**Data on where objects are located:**
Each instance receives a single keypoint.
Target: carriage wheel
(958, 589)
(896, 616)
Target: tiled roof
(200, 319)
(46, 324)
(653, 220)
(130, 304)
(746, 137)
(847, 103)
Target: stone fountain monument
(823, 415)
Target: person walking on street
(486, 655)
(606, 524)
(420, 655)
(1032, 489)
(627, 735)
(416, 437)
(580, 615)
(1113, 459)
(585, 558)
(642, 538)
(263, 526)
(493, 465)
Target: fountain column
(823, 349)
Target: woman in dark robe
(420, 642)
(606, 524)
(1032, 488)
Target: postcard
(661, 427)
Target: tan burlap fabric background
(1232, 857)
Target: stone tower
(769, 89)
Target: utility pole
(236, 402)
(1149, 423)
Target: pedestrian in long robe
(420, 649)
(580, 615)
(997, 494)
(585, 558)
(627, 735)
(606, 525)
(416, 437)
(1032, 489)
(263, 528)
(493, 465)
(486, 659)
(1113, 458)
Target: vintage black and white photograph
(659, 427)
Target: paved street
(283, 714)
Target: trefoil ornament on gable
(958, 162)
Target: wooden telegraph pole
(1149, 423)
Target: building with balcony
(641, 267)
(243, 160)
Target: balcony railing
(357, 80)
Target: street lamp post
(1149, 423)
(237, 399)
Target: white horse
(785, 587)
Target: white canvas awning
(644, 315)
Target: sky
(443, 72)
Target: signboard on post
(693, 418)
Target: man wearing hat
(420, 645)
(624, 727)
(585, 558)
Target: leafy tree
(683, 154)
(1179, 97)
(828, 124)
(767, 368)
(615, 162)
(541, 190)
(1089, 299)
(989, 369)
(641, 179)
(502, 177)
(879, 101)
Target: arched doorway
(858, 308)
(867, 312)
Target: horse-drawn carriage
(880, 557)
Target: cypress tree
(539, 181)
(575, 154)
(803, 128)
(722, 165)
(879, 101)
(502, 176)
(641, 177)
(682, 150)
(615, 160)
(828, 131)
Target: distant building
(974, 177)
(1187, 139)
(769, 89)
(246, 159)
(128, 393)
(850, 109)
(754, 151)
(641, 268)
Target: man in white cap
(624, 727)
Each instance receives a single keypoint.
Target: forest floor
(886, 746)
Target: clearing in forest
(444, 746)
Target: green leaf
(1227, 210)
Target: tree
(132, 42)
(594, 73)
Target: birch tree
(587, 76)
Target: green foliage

**Directions for this task:** Put every line of the data above into a JSON list of strings, one string for each line, leaving out blank lines.

**Exercise solution:**
[
  "Each instance receives a single keypoint.",
  "Target: carriage wheel",
  "(958, 589)",
  "(896, 616)",
  "Target: tiled roof",
  "(200, 319)",
  "(46, 324)",
  "(653, 220)",
  "(130, 304)",
  "(746, 137)",
  "(847, 103)",
  "Target: stone fountain monument",
  "(823, 415)",
  "Target: person walking on street",
  "(486, 655)",
  "(606, 524)",
  "(420, 655)",
  "(1032, 489)",
  "(627, 735)",
  "(416, 437)",
  "(580, 615)",
  "(1113, 459)",
  "(585, 558)",
  "(642, 538)",
  "(263, 526)",
  "(493, 465)",
  "Target: fountain column",
  "(823, 349)",
  "Target: woman in dark robe",
  "(420, 642)",
  "(606, 524)",
  "(1032, 488)",
  "Target: postcard",
  "(661, 427)",
  "Target: tan burlap fabric background",
  "(1232, 857)",
  "Target: stone tower",
  "(769, 89)",
  "Target: utility pole",
  "(236, 402)",
  "(1149, 423)",
  "Target: pedestrian in long robe",
  "(420, 649)",
  "(580, 615)",
  "(997, 494)",
  "(585, 558)",
  "(627, 735)",
  "(606, 525)",
  "(416, 437)",
  "(1032, 489)",
  "(263, 528)",
  "(493, 465)",
  "(486, 659)",
  "(1113, 458)",
  "Target: vintage black and white photograph",
  "(659, 427)",
  "Target: paved street",
  "(283, 714)",
  "Target: trefoil ornament on gable",
  "(958, 162)",
  "Target: wooden telegraph pole",
  "(1149, 423)",
  "Target: building with balcony",
  "(641, 267)",
  "(243, 160)",
  "Target: balcony railing",
  "(357, 80)",
  "Target: street lamp post",
  "(1149, 423)",
  "(237, 399)",
  "Target: white horse",
  "(785, 587)",
  "Target: white canvas awning",
  "(644, 315)",
  "Target: sky",
  "(443, 72)",
  "Target: signboard on post",
  "(693, 418)",
  "Target: man wearing hat",
  "(420, 645)",
  "(624, 727)",
  "(585, 558)",
  "Target: leafy tree",
  "(683, 154)",
  "(1179, 97)",
  "(828, 124)",
  "(767, 368)",
  "(615, 162)",
  "(541, 190)",
  "(1089, 299)",
  "(989, 369)",
  "(641, 179)",
  "(502, 177)",
  "(879, 101)",
  "Target: arched doorway",
  "(858, 308)",
  "(867, 312)",
  "Target: horse-drawn carriage",
  "(880, 557)",
  "Target: cypress tree",
  "(539, 181)",
  "(575, 154)",
  "(803, 128)",
  "(722, 165)",
  "(879, 101)",
  "(502, 176)",
  "(641, 177)",
  "(682, 150)",
  "(615, 160)",
  "(828, 131)",
  "Target: distant building",
  "(974, 177)",
  "(1187, 139)",
  "(769, 89)",
  "(246, 159)",
  "(128, 393)",
  "(850, 109)",
  "(754, 151)",
  "(641, 268)",
  "Target: man in white cap",
  "(624, 727)",
  "Each instance receives a single keypoint.",
  "Target: forest floor",
  "(886, 746)",
  "Target: clearing in forest",
  "(444, 746)",
  "Target: green leaf",
  "(1227, 210)",
  "Target: tree",
  "(132, 42)",
  "(594, 73)",
  "Target: birch tree",
  "(587, 76)",
  "Target: green foliage"
]